:: THE RECORDS ::
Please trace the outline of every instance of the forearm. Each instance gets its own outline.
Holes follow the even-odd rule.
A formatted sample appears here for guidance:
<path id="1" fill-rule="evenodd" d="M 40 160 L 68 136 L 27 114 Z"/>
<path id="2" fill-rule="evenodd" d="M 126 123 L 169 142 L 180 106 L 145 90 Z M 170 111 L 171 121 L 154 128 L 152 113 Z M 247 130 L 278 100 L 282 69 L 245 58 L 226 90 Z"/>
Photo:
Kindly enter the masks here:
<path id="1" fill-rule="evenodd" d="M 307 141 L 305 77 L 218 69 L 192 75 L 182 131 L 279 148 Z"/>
:::
> TASK DIRECTIONS: Please repeat the lines above, swapping "forearm" for "upper arm" and changing nothing else.

> SOLUTION FOR THIS EXERCISE:
Please trace the outline of every instance of the upper arm. Each instance gets its own outline.
Holes follow the even-odd rule.
A formatted sample appears here for guidance:
<path id="1" fill-rule="evenodd" d="M 40 160 L 68 136 L 27 114 Z"/>
<path id="2" fill-rule="evenodd" d="M 126 123 L 169 142 L 180 106 L 145 90 Z M 170 111 L 171 121 L 154 128 L 152 113 Z M 247 130 L 278 100 L 282 69 L 245 58 L 226 90 Z"/>
Photo:
Kindly enter the masks here:
<path id="1" fill-rule="evenodd" d="M 307 141 L 305 77 L 218 69 L 192 75 L 182 131 L 279 148 Z"/>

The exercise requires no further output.